Task: This exercise calls for printing every record exactly once more.
Listed entries Block Start
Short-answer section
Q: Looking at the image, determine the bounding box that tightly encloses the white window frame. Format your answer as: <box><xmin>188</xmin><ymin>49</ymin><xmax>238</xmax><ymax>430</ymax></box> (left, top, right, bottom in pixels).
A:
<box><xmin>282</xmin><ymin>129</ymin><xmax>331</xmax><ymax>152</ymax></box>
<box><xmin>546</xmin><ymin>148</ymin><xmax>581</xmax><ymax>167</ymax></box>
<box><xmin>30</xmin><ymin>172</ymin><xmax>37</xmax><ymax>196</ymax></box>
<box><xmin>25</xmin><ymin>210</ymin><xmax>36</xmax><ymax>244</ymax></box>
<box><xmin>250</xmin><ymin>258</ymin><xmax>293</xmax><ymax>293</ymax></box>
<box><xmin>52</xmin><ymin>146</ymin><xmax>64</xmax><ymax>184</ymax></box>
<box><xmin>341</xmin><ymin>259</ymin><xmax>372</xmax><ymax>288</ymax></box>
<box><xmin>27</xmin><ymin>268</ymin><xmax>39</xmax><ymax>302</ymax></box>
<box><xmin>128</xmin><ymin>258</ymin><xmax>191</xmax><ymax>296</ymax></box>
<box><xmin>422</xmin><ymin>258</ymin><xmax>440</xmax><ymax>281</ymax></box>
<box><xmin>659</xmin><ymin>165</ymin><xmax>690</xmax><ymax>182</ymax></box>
Listed entries Block End
Output:
Short-answer section
Q: Looking at the image, determine the bounding box that tightly encloses the white window frame. Format your answer as: <box><xmin>188</xmin><ymin>49</ymin><xmax>238</xmax><ymax>430</ymax></box> (left, top, right, bottom in pixels).
A:
<box><xmin>282</xmin><ymin>129</ymin><xmax>331</xmax><ymax>152</ymax></box>
<box><xmin>546</xmin><ymin>148</ymin><xmax>581</xmax><ymax>167</ymax></box>
<box><xmin>30</xmin><ymin>172</ymin><xmax>37</xmax><ymax>196</ymax></box>
<box><xmin>25</xmin><ymin>210</ymin><xmax>36</xmax><ymax>244</ymax></box>
<box><xmin>250</xmin><ymin>258</ymin><xmax>293</xmax><ymax>293</ymax></box>
<box><xmin>52</xmin><ymin>146</ymin><xmax>64</xmax><ymax>184</ymax></box>
<box><xmin>341</xmin><ymin>259</ymin><xmax>372</xmax><ymax>288</ymax></box>
<box><xmin>27</xmin><ymin>268</ymin><xmax>39</xmax><ymax>302</ymax></box>
<box><xmin>128</xmin><ymin>258</ymin><xmax>191</xmax><ymax>296</ymax></box>
<box><xmin>422</xmin><ymin>258</ymin><xmax>440</xmax><ymax>281</ymax></box>
<box><xmin>659</xmin><ymin>165</ymin><xmax>690</xmax><ymax>182</ymax></box>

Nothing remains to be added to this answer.